==== Extract
Experimental program
Comparison scheme
Effect test

comparable example 2

Deformable Layer on Top of an Interlevel Dielectric (ILD)

[0052] A porous SOG low-k material (JSR LKD 5109, k=2.2) was deposited on top of a Cu diffusion barrier layer comprising SiCN that was coated with an adhesion promoter layer by spin coating and baked at 80° C. for 90 sec and 200° C. for 90 sec. The film stack was cured at 425° C. for 1 hour under nitrogen. A 70 nm CVD hardmask comprising a SiCOH layer was deposited on top of the porous SOG low-k layer. Fracture energy of the film stack was 2.6 J / m2 as determined by a 4 point bending test.

example 1

[0053] A 8 nm polyarylene ether containing Si functional groups (FF-02, JSR Microelectronics) was deposited on top of a Cu diffusion barrier layer of SiCN by spin coating and baked at 310° C. for 2 min. A porous SOG low-k material (JSR LKD 5109, k=2.2) was subsequently deposited by spin coating and baked at 80° C. for 90 sec and 200° C. for 90 sec. The film stack was cured at 425° C. for 1 hour under nitrogen. Fracture energy of the film stack was 3.2 J / m2 as determined by a 4 point bending test. The film stack was found to fail cohesively in the low-k material barrier layer.
========
==== Items
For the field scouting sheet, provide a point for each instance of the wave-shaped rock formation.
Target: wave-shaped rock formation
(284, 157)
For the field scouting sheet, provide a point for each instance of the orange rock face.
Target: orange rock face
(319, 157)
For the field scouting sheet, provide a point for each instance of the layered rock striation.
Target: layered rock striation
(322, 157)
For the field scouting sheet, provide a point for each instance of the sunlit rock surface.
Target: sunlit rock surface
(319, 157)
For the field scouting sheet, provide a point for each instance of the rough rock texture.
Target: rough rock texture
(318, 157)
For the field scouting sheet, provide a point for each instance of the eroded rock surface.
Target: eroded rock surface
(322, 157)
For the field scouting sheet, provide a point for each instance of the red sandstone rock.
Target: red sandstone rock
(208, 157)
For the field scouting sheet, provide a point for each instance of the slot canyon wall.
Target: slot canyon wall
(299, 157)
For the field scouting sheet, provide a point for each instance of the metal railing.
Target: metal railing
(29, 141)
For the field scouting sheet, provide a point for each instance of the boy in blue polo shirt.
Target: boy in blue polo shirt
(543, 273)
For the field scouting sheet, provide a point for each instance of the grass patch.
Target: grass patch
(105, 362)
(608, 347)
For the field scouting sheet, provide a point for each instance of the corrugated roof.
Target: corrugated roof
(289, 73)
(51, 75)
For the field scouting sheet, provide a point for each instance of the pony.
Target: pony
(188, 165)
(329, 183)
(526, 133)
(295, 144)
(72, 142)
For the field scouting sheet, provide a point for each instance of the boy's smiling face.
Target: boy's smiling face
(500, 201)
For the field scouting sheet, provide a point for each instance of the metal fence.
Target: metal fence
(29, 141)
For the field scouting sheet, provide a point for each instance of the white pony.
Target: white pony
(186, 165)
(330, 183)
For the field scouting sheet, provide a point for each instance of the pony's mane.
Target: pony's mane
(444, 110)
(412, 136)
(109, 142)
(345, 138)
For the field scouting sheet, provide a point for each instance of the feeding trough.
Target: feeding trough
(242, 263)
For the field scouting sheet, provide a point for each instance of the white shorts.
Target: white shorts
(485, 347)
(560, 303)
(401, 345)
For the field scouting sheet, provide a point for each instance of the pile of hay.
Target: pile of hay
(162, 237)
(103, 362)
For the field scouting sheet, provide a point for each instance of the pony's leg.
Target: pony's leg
========
## [Exercises]
• A. Answer these from the low-k film stack text:
(i) How thick is the CVD hardmask in comparable example 2?
(ii) At what temperature and for how long was the polyarylene ether layer baked in example 1?
(iii) What fracture energy is given for the film stack in example 1?
• B. Retype the part of the low-k film stack text starting with "[0053] A 8 nm" and going on through "material barrier layer.".
• C. Write what comes next in the low-k film stack text, picking up after its last sentence.

## [Results of the tasks]
• A.
(i) 70 nm
(ii) 310° C. for 2 min
(iii) 3.2 J / m2

• B.
[0053] A 8 nm polyarylene ether containing Si functional groups (FF-02, JSR Microelectronics) was deposited on top of a Cu diffusion barrier layer of SiCN by spin coating and baked at 310° C. for 2 min. A porous SOG low-k material (JSR LKD 5109, k=2.2) was subsequently deposited by spin coating and baked at 80° C. for 90 sec and 200° C. for 90 sec. The film stack was cured at 425° C. for 1 hour under nitrogen. Fracture energy of the film stack was 3.2 J / m2 as determined by a 4 point bending test. The film stack was found to fail cohesively in the low-k material barrier layer.

• C.
examples 2-5

[0054] A polyarylene ether containing Si functional groups (FF-02, JSR Microelectronics) (thickness=16 nm (Example 2), 24 nm (Example 3), 32 nm (Example 4) and 40 nm (Example 5)) was deposited on top of Cu diffusion barrier layer of SiCN by spin coating and baked at 310° C. for 2 min. A porous SOG low-k material (JSR LKD 5109, k=2.2) was subsequently deposited by spin coating and baked at 80° C. for 90 sec and 200° C. for 90 sec. The film stack was cured at 425° C. for 1 hour under nitrogen. Fracture energy of the film stack was between 3.3−˜9 J / m2 based on polymer layer thickness, respectively, as determined by a 4 point bending test. The film stack was found to fail cohesively in the low-k material barrier layer.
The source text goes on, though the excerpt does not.